──────── Given records ────────
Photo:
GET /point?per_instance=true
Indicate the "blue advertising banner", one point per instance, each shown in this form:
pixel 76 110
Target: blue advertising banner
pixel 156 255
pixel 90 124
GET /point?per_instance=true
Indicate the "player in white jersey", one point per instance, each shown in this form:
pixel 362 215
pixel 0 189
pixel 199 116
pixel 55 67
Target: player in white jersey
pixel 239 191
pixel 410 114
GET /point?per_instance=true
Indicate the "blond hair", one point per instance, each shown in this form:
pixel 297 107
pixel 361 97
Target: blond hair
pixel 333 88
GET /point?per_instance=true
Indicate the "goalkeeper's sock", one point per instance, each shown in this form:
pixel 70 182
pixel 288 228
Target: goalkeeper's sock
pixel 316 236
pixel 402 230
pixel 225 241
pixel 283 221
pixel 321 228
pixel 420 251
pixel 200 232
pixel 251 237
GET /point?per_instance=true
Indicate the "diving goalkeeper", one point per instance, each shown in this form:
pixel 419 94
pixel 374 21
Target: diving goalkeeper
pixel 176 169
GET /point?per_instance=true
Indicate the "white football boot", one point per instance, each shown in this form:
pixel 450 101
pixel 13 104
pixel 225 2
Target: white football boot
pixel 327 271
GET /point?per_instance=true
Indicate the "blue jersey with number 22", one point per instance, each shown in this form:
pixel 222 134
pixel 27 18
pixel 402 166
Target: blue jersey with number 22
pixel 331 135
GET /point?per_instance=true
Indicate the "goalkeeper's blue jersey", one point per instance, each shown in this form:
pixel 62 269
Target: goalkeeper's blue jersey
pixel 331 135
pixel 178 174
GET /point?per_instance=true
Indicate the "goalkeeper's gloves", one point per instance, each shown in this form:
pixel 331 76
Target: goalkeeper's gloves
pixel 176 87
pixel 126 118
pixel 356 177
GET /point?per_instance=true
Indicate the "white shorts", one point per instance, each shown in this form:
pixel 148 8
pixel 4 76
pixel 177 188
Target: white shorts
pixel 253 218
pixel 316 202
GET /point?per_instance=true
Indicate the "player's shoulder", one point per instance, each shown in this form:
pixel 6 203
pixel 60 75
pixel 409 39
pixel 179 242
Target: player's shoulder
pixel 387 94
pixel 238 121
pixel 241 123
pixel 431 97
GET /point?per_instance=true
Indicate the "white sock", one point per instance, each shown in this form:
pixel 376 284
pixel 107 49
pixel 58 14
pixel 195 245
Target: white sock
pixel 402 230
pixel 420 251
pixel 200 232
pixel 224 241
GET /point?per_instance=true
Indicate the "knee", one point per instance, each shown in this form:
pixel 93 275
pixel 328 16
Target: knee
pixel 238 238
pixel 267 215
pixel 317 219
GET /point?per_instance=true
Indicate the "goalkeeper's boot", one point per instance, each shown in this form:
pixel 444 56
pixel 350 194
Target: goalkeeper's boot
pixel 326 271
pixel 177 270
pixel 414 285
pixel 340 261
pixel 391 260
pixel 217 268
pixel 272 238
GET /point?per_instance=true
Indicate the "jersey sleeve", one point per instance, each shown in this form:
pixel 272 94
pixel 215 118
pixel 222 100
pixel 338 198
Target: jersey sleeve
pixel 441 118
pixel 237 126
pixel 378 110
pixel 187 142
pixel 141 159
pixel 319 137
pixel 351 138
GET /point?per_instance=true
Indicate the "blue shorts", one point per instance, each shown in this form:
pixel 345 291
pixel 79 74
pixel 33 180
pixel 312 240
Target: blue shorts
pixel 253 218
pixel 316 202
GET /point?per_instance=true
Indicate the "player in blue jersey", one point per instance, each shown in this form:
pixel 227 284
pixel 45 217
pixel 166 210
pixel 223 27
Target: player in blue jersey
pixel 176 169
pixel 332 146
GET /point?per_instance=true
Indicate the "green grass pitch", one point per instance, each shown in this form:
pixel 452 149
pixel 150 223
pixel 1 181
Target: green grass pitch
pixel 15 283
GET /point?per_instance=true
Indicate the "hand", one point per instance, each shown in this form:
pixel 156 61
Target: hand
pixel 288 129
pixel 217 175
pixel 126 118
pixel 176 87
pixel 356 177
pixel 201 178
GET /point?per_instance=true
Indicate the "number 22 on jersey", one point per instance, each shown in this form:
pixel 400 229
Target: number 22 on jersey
────────
• [Work to complete] From the first line to the last, transcribe the records exactly.

• [Task solution]
Photo:
GET /point?per_instance=true
Indicate the "blue advertising banner", one point per instance, each shown in this form:
pixel 76 110
Target: blue advertising banner
pixel 156 255
pixel 90 124
GET /point?per_instance=true
Indicate the "player in white jersey", one point per instance, each shown in this form:
pixel 362 215
pixel 0 189
pixel 199 116
pixel 55 67
Target: player in white jersey
pixel 239 191
pixel 410 114
GET /point?per_instance=true
Indicate the "blond hair", one point per instance, each shown in this form:
pixel 297 107
pixel 361 97
Target: blond hair
pixel 333 88
GET /point?per_instance=true
Indicate the "goalkeeper's sock", one point per instance, each shown in this form:
pixel 70 182
pixel 288 228
Target: goalkeeper's sock
pixel 316 236
pixel 402 230
pixel 225 241
pixel 283 221
pixel 321 228
pixel 420 251
pixel 200 232
pixel 251 237
GET /point?per_instance=true
Indicate the "diving goalkeeper", one point per instance, each shown in this form:
pixel 419 94
pixel 374 21
Target: diving goalkeeper
pixel 176 169
GET /point?per_instance=true
Indicate the "white football boot", one point per instance, each shown in this form:
pixel 450 101
pixel 13 104
pixel 225 2
Target: white football boot
pixel 327 271
GET /point?per_instance=true
Indicate the "blue jersey with number 22", one point per instance, each shown in this form:
pixel 222 134
pixel 27 18
pixel 402 166
Target: blue jersey with number 22
pixel 331 135
GET /point?per_instance=true
Indicate the "goalkeeper's blue jersey", one point per instance, each shown in this form:
pixel 62 269
Target: goalkeeper's blue jersey
pixel 331 135
pixel 178 174
GET /point?per_instance=true
Indicate the "goalkeeper's gloves", one point per instance, each shown in this form:
pixel 331 76
Target: goalkeeper's gloves
pixel 176 87
pixel 126 118
pixel 356 177
GET /point?per_instance=true
Indicate the "white shorts", one point per instance, each shown in this form:
pixel 148 8
pixel 4 76
pixel 177 188
Target: white shorts
pixel 253 218
pixel 316 202
GET /point?per_instance=true
Indicate the "player's shoulder", one point per instance, each shown in this form:
pixel 6 203
pixel 60 75
pixel 409 39
pixel 179 242
Target: player's shoulder
pixel 387 94
pixel 238 121
pixel 241 123
pixel 431 97
GET /point?per_instance=true
Indicate the "white sock", one point per instance, each shown in this form:
pixel 376 284
pixel 107 49
pixel 58 14
pixel 195 245
Target: white sock
pixel 402 230
pixel 420 251
pixel 200 232
pixel 224 241
GET /point?per_instance=true
Indicate the "knee", one point per instance, each shown in this form:
pixel 93 275
pixel 328 16
Target: knee
pixel 238 238
pixel 267 215
pixel 317 219
GET /point?per_instance=true
Indicate the "goalkeeper's boot", one point per instance, each shown in this form:
pixel 444 56
pixel 350 194
Target: goalkeeper's boot
pixel 326 271
pixel 177 270
pixel 414 285
pixel 340 261
pixel 391 260
pixel 217 268
pixel 272 238
GET /point?per_instance=true
Indicate the "jersey sleeve", one point per instance, each shown in this form:
pixel 272 94
pixel 215 118
pixel 222 100
pixel 338 198
Target: jersey sleeve
pixel 441 118
pixel 237 126
pixel 378 110
pixel 187 142
pixel 141 159
pixel 319 137
pixel 351 138
GET /point?per_instance=true
Indicate the "blue shorts", one point per instance, each shown in this form:
pixel 345 291
pixel 79 74
pixel 33 180
pixel 312 240
Target: blue shorts
pixel 253 218
pixel 316 202
GET /point?per_instance=true
Indicate the "player in blue jersey", one point per instance, each shown in this form:
pixel 227 284
pixel 45 217
pixel 166 210
pixel 223 27
Target: player in blue jersey
pixel 176 169
pixel 332 146
GET /point?per_instance=true
Indicate the "green grass pitch", one point per instance, each shown in this form:
pixel 452 149
pixel 150 223
pixel 1 181
Target: green grass pitch
pixel 15 283
GET /point?per_instance=true
Indicate the "hand", one point per instance, each shown in this form:
pixel 156 61
Target: hand
pixel 288 129
pixel 217 175
pixel 126 118
pixel 176 87
pixel 356 177
pixel 201 178
GET /point?per_instance=true
Indicate the "number 22 on jersey", one point per instance, each shown in this form:
pixel 400 229
Target: number 22 on jersey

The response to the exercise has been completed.